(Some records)
━━━━━━━━
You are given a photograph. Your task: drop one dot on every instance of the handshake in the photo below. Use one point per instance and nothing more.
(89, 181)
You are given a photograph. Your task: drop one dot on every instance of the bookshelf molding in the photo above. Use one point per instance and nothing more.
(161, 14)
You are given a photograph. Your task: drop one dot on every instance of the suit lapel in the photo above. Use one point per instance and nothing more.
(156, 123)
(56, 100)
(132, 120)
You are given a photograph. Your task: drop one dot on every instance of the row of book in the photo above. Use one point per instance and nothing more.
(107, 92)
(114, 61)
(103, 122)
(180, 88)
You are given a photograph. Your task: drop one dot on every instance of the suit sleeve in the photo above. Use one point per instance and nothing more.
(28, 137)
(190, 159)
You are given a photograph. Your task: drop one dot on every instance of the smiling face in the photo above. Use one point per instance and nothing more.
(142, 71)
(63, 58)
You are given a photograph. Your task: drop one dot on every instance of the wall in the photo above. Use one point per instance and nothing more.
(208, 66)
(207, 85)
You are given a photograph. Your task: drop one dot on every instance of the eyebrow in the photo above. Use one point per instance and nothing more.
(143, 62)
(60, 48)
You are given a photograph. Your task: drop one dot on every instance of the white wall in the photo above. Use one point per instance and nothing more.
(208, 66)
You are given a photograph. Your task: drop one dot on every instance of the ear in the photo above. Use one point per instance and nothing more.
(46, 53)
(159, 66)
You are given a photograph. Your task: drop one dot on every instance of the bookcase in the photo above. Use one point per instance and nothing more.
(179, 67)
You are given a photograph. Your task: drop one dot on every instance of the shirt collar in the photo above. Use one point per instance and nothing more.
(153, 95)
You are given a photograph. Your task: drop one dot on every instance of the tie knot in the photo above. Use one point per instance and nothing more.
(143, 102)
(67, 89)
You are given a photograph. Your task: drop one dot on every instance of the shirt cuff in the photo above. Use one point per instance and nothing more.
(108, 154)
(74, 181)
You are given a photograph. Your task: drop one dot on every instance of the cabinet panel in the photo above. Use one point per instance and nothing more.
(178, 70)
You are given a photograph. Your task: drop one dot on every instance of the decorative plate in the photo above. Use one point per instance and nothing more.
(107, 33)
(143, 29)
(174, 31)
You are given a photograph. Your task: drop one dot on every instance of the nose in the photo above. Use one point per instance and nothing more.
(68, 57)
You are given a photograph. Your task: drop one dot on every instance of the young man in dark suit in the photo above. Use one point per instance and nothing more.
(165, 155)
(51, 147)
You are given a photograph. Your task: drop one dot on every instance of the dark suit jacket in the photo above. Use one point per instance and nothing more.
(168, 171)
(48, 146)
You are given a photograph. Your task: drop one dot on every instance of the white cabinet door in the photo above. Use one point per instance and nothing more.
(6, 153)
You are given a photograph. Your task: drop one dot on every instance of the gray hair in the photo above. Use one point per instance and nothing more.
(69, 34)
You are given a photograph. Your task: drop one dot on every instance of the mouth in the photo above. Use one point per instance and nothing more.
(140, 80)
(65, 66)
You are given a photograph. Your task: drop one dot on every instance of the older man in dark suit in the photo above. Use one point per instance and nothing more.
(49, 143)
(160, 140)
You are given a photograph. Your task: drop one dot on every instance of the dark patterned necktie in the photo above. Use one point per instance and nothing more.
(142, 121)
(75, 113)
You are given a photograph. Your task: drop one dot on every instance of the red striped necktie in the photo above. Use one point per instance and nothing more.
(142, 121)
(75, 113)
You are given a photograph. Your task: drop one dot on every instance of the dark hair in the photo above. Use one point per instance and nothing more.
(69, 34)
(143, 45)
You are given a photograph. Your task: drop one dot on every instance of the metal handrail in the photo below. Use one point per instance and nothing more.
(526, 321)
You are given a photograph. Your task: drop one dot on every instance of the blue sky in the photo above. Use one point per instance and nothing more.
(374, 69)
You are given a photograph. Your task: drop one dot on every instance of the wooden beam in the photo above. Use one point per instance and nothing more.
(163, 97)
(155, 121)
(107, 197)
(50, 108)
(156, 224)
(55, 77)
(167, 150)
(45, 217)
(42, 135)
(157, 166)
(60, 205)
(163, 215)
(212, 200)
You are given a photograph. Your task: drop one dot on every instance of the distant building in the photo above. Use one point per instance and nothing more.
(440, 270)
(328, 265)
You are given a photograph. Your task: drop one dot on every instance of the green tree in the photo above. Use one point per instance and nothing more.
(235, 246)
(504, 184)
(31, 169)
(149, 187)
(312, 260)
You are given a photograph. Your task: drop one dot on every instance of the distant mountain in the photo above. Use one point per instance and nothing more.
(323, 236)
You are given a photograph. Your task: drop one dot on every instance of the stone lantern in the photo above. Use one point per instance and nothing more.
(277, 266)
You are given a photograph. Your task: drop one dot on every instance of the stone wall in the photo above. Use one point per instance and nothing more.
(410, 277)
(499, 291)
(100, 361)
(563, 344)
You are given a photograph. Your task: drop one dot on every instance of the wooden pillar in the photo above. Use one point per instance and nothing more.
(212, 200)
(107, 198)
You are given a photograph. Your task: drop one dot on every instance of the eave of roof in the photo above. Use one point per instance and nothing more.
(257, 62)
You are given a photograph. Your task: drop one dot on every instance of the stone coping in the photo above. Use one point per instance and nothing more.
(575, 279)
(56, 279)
━━━━━━━━
Given request:
Reproduce the material exactly, with every line intact.

Written answer:
You are given a photograph. Your task: drop one dot on every instance of the handshake in the photo below. Use one point per instance and nothing more.
(89, 181)
You are given a photograph. Your task: drop one dot on every instance of the bookshelf molding in the photo above. Use one point per instance and nothing more.
(161, 14)
You are given a photograph. Your task: drop one dot on every instance of the suit lapel in the photo above. Use one point per instance and nothing more.
(156, 123)
(56, 100)
(132, 120)
You are given a photograph. Your task: drop one dot on every instance of the row of book in the photo above. Use one point per instance and nothing more.
(107, 92)
(114, 61)
(103, 122)
(180, 88)
You are given a photograph. Your task: drop one dot on every instance of the suit sleeve in the photo above. Use one point per instance and nothing more.
(28, 137)
(190, 159)
You are given a photograph. Your task: drop one dot on every instance of the smiling face in the photo above. Use one point per instance and nothing more.
(142, 71)
(63, 58)
You are given a photograph. Your task: drop one dot on every instance of the wall in the photo above. Use one point per instance and nothing more.
(208, 66)
(207, 85)
You are given a photograph. Your task: drop one dot on every instance of the eyebrow in the photo above. Use one point per instance and nothing more.
(143, 62)
(60, 48)
You are given a photograph. Your task: drop one dot on every instance of the white wall in the photo above. Use one point per instance and nothing more.
(208, 66)
You are given a photograph. Your task: drop one dot on every instance of the ear in the photo above. Use one point per instance and nothing more.
(46, 53)
(159, 66)
You are given a photograph. Your task: drop one dot on every instance of the bookcase in the photo above. Use one point per instance and nothing more.
(179, 67)
You are given a photograph. Your task: drop one dot on every instance of the shirt collar in the photo above. Use one point per instance and nothing more.
(153, 95)
You are given a photograph. Your task: drop one dot on every instance of the tie knot in the photo above. Use one point per instance and nothing more.
(143, 102)
(67, 89)
You are given a photograph. Your task: drop one dot on every instance of the shirt cuff in the photo above. Use one point per instance and nothing more.
(108, 154)
(74, 181)
You are given a photograph. Your task: drop one dot on every instance of the cabinet panel in the photo above. Use one point per instance and nothing more.
(178, 70)
You are given a photograph. Your task: drop one dot on every instance of the decorative plate in the photo above. Use one point per instance and nothing more.
(107, 33)
(143, 29)
(174, 31)
You are given a photograph. Your task: drop one dot on every instance of the nose in the photo above. Use one point per instance and nothing more.
(68, 57)
You are given a photograph. Your task: drop one dot on every instance of the young man in dark suit in the photo above. Use one point per instance and nothing more.
(165, 155)
(51, 147)
You are given a photograph. Your task: drop one dot on every instance of the dark suit jacket in the photo above. Use one point per instance and nothing more.
(168, 171)
(48, 146)
You are given a photograph. Your task: drop one dot on every instance of the white cabinet door in the photo above. Use one point per instance and nothing more.
(6, 153)
You are given a photograph. Your task: drop one dot on every instance of the gray hair in the photo above. Use one point per instance and nothing more.
(69, 34)
You are given a photograph. Your task: drop one dot on every instance of the mouth in the photo above. Use one point per instance and nothing more.
(140, 80)
(65, 66)
You are given a photograph. Your task: drop one dot on every instance of the older man in dark suit in the photo above. Use one point per instance and nothing more.
(49, 143)
(160, 140)
You are given a photograph. Your task: drop one dot on every instance of the dark patterned necktie in the photo above. Use one point per instance and nothing more.
(142, 121)
(75, 113)
You are given a photograph. Your task: drop one dot on every instance of the red striped necktie in the photo above. Use one point per instance and nothing more.
(142, 121)
(75, 113)
You are given a photograph. Your task: drop one dot on every instance of the dark hair in the photo above. Use one point per instance and nothing more.
(69, 34)
(143, 45)
You are given a photograph. Your task: drop one dot on every instance of the metal handrail in the photo below. Use one point per instance and nothing more.
(526, 321)
You are given a photograph. Your task: drop one dot on every instance of the blue sky in the photo above. Use one point per instance and nothing more.
(374, 69)
You are given a photograph. Your task: drop one dot on every instance of the wooden beam in the photo above. Use one point per instance and nothing more.
(163, 97)
(155, 121)
(107, 197)
(50, 108)
(156, 224)
(55, 77)
(167, 150)
(45, 217)
(42, 135)
(157, 166)
(60, 205)
(163, 215)
(212, 200)
You are given a photograph. Your task: drop one dot on every instance of the distant building in the photo above. Use one point per instance and nothing more.
(440, 270)
(328, 265)
You are given a photograph. Your task: drop one dot on every instance of the green tree in the photo above. Use one point per instance and nothing more.
(235, 246)
(504, 184)
(31, 169)
(149, 187)
(312, 260)
You are given a photograph. Your task: drop one dot on every instance of the distant mountain in the photo above. Use one point per instance and nothing more.
(323, 236)
You are given a photograph. Your task: drop one dot on every instance of the stone lantern in the photo above. Use one point per instance and nothing more.
(277, 266)
You are given a photograph. Your task: drop one dot on every instance of the stone wall in the photo above. Use one point per instance and nothing more.
(410, 277)
(499, 291)
(100, 361)
(563, 344)
You are given a photograph. Your task: drop one dot on every instance of the wooden pillar in the photo above. Use one point per instance and nothing more.
(212, 200)
(107, 198)
You are given a photograph. Your task: drop one dot on every instance of the eave of roof in the photo above. Use one point per instance and nothing more.
(257, 62)
You are given a photograph. Your task: drop one dot on every instance of the stone coping in the photo above. Use one point per instance and nothing more.
(575, 279)
(56, 279)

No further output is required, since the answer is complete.